LESETEXT.
________________________________________
40. Vienna City Marathon 23.04.2023
Ich weiß nicht genau, wo ich anfangen soll, wenn es um diesen Lauf geht.
„Begin at the beginning,“ the King said, very gravely, „and go on till you come to the end: then stop.“
Lewis Carroll, Alice in Wonderland
Den Anfang zu dieser Geschichte könnte man wohl mit dem 28.09.2019 defnieren, alles davor wiederum könnte man als Prequel vermarkten. Das jedenfalls war der Tag, an dem ich mich selbst, unfreiwillig zwar aber dennoch, kopfüber in die Berliner Erde gerammt habe um mir eine so genannte Tossy 3 zuzuziehen: eine Schultereckgelenksprengung wobei Typ 3 so viel bedeutet wie: kompletter Riss des Bandapparates. Mehr dazu an anderer Stelle.

Nun war es, wie es war: meine erste Sportverletzung nach meiner Knieangelegenheit in jungen Jahren. Das konnte mich nicht im Geringsten erschüttern. Ich wurde operiert und bekam ein TightRope verpasst, also ein Glasfaserkabel, das zwischen zwei Metall-Buttons gespannt wird, um so die Sprunggelenkgabel zu fixieren. „Hält besser als das Original“, hat mir der Chirurg versprochen.
________________________________________
DATENSÄTZE.
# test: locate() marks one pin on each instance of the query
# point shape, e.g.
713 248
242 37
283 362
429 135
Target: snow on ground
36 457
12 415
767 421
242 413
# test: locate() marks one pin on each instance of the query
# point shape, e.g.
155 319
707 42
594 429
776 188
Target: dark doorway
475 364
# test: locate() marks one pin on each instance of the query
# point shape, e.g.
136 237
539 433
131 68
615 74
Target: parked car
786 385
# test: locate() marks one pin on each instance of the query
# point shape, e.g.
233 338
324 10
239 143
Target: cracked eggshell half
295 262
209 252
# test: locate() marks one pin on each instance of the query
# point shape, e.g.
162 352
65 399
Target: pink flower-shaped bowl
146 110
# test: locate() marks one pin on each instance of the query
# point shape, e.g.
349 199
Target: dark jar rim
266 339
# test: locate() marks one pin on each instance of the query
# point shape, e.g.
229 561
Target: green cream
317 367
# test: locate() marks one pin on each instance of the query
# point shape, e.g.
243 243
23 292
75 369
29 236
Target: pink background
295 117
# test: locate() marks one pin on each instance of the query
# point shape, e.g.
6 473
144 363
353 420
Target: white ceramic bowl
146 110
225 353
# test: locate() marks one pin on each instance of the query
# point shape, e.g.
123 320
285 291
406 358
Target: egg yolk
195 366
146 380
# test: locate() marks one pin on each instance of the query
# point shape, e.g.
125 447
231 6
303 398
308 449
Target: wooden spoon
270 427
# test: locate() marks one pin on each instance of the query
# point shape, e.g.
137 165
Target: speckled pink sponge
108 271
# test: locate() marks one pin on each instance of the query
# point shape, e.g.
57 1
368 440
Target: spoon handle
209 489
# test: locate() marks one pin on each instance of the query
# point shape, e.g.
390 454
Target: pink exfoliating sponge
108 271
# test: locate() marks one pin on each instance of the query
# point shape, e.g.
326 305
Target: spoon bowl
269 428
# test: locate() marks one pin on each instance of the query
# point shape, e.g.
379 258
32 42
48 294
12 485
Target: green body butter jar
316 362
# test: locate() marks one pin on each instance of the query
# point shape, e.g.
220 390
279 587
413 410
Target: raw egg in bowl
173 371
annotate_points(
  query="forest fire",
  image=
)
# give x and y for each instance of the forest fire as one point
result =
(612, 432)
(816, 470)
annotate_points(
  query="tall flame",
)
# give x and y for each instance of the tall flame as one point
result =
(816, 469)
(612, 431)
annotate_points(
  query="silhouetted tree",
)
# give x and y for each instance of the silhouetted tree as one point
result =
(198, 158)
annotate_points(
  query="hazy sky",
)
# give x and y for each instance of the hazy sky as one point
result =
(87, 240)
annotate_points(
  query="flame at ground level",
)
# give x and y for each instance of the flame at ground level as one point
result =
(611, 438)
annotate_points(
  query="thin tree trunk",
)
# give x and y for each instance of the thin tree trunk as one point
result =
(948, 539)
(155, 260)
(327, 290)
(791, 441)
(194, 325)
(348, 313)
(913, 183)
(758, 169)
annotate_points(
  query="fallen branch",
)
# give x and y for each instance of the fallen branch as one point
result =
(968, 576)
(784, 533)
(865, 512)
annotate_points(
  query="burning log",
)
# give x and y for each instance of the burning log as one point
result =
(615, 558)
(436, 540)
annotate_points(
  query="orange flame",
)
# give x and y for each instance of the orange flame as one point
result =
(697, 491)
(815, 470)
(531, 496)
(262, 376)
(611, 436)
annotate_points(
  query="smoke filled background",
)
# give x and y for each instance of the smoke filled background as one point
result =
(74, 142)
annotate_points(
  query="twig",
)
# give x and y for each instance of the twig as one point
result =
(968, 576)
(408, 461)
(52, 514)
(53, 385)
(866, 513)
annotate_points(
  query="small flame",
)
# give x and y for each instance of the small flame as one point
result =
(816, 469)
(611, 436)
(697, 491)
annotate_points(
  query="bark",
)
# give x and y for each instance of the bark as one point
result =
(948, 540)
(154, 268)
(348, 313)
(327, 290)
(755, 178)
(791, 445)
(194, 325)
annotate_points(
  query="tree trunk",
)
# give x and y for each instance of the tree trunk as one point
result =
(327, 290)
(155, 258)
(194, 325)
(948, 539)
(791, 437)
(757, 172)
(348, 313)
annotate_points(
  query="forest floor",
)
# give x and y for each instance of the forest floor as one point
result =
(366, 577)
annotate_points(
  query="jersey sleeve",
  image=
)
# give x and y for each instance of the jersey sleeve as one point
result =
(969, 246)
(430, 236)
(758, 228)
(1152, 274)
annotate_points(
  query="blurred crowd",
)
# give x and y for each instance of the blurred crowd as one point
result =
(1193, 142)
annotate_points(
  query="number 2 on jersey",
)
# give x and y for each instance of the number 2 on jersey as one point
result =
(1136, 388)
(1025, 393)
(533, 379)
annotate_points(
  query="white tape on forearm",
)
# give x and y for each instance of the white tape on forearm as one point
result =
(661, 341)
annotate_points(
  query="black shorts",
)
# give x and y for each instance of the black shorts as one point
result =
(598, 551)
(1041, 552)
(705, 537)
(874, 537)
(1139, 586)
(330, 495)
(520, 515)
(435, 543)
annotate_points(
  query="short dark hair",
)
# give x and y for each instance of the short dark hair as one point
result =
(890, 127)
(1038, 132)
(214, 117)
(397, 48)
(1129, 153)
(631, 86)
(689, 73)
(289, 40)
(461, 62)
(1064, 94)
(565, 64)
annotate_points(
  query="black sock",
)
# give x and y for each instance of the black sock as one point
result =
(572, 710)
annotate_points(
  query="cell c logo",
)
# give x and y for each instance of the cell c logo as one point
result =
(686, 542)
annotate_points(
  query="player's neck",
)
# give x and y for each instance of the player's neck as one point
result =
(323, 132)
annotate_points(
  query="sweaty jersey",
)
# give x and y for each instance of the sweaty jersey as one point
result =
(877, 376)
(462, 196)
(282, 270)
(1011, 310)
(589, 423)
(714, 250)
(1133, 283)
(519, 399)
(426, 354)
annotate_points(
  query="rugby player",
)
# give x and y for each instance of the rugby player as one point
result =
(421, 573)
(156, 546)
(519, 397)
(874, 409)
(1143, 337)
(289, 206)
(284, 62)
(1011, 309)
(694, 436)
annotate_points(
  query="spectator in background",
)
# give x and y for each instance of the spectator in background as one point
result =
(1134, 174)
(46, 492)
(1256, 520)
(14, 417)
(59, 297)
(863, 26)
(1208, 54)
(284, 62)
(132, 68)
________________________________________
ZU BEARBEITEN.
A: Tauschen Sie im Marathonbericht „Geschichte“ gegen „Erzählung“ aus und geben Sie den Abschnitt von „40. Vienna City“ bis „an anderer Stelle.“ wieder.
B: Erklären Sie anhand des Marathonberichts, warum sich der 28.09.2019 als Anfang der Geschichte festlegen lässt.

LÖSUNGEN.
A:
40. Vienna City Marathon 23.04.2023
Ich weiß nicht genau, wo ich anfangen soll, wenn es um diesen Lauf geht.
„Begin at the beginning,“ the King said, very gravely, „and go on till you come to the end: then stop.“
Lewis Carroll, Alice in Wonderland
Den Anfang zu dieser Erzählung könnte man wohl mit dem 28.09.2019 defnieren, alles davor wiederum könnte man als Prequel vermarkten. Das jedenfalls war der Tag, an dem ich mich selbst, unfreiwillig zwar aber dennoch, kopfüber in die Berliner Erde gerammt habe um mir eine so genannte Tossy 3 zuzuziehen: eine Schultereckgelenksprengung wobei Typ 3 so viel bedeutet wie: kompletter Riss des Bandapparates. Mehr dazu an anderer Stelle.

B: An diesem Tag stürzte die erzählende Person unfreiwillig kopfüber in die Berliner Erde. Dabei zog sie sich eine Tossy 3 zu. Das ist eine Schultereckgelenksprengung mit komplettem Riss des Bandapparates.